[やること]:
a – 以下のおさんやりの文章について、次の問いに答えよ。
(i) おさんやりは何日に、どこで行われるか。
(ii) 筆者が以前この行事を訪れたのは何年か。
(iii) おさんやりの始まる直前に踊られた踊りは何か。また、その題名は何からきているか。
b – 以下のおさんやりの文章を、最後の文の後から書き継げ。
**** 本文
Cosmos Factory

伊那谷の境界域から見えること、思ったことを遺します

「おさんやり」①

2019-08-16 23:44:48 | 民俗学

ヨイソレ

 

 送り盆の16日、箕輪町の天竜川左岸にある南小河内で「おさんやり」という行事が行われる。かつて「大堰とともに」と題して3回に分けて南小河内のことについて記した。その際にもこの行事のことについて触れている。昭和62年に訪れたものだから、これもまた昨日記したように、「32年前」のものだ。

 さて、午後8時くらいからと聞いて、少し早めに行ったが、集落内の四辻ではセレモニーが行われていた。箕輪町長と教育長、そして議会議長が挨拶をされていた。昭和62年にこのようなセケモニーがあったと記憶していない。町の無形民俗文化財に指定されているということ、そして地区がこの行事にかける思いもあって、今のような形になったのだろうか。セレモニーが終わるとその前段でも盆踊りが踊られていたようだが、盆踊りが始まった。伊那節や木曽節が定番のように踊られたが、おさんやりの始まる直前には「ヨイソレ」が踊られた。音楽の入らない、素朴なもので、もちろん口頭で唄は歌われる。動きもそれほどなく、派手な踊りではない。題名になっている「ヨイソレ」は唄の掛け声からきている。南小河内独自のものというが、似たものは「エーヨー節」と言われてあちこちで踊られた。「新盆の迎え」の中で六道地蔵尊で踊られた踊りについて触れた。
********
**** 抽出した行
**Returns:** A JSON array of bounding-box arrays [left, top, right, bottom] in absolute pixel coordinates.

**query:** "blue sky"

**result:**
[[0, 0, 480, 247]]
********
**** 抽出した行
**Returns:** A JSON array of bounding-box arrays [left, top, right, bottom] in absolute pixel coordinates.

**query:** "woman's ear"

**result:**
********
[解答]:
a –
(i) 送り盆の16日に、箕輪町の天竜川左岸にある南小河内で行われる。
(ii) 昭和62年。
(iii) 「ヨイソレ」。題名は唄の掛け声からきている。

b –
たむらからきて ありゃこのさわぎ

 おゆるし下さい おむらかた

 サ ヨーイ ソレ

(返し歌)

たむら若いしゅう よくきてくれた

 さぞやぬれつら エーヨー まめの葉で

というものだったが、ここにも「ヨーイソレ」の掛け声が入っている。もちろん歌詞はどこでも同じようなものが歌われたから、むしろ踊りが独特ということになるのだろう。『南小河内区誌』(南小河内区誌編集委員会編 2019年)踊りの図が掲載されている(339頁)。フリーハンドで描かれた図ははっきりいってイメージがわかないので、図に添え書きしてある説明をここに引用してみる。

①円の中心に向いて右足を前へ1歩踏みこみ、両手は左右斜め下へ払う。

②左足へ体重を移して戻り

③胸の前で手を打つ。両足は揃っている。

④円周の左を向き、右を前に出して軽く地面を叩くように空足を踏む。手は脱力して下げている。

⑤右足を下ろして体重をかける。

⑥左足を出して空足。

⑦左足を下ろして体重をかける。

⑧体を円の中心よりやや右へ向け、右足を右後ろに下げて1歩踏む。(踊りは右回り)

と言った具合に繰り返していくようだ。手の動きがないのが特徴らしい。

 歌詞がたくさん掲載されている。例えば

ギスじゃあるまい瓜ばかくれて なんで糸目が出るものか

盆にゃおいでよ八月盆だ 死んだ仏も盆にゃ来る

他村若い衆よく来てくれた さぞや濡れつら豆の葉で

これらは周辺でもよく聞かれたもの。そして、最後に歌うものが

あまり長いと大座が冷める ちょいとここらで一休み

だという。このほか卑猥なものはどこにでもあった。

うちの母ちゃん洗濯好きで 夜の夜中に竿探す

差した盃 中見て上がれ 中にゃ鶴亀五葉松

と言ったもの。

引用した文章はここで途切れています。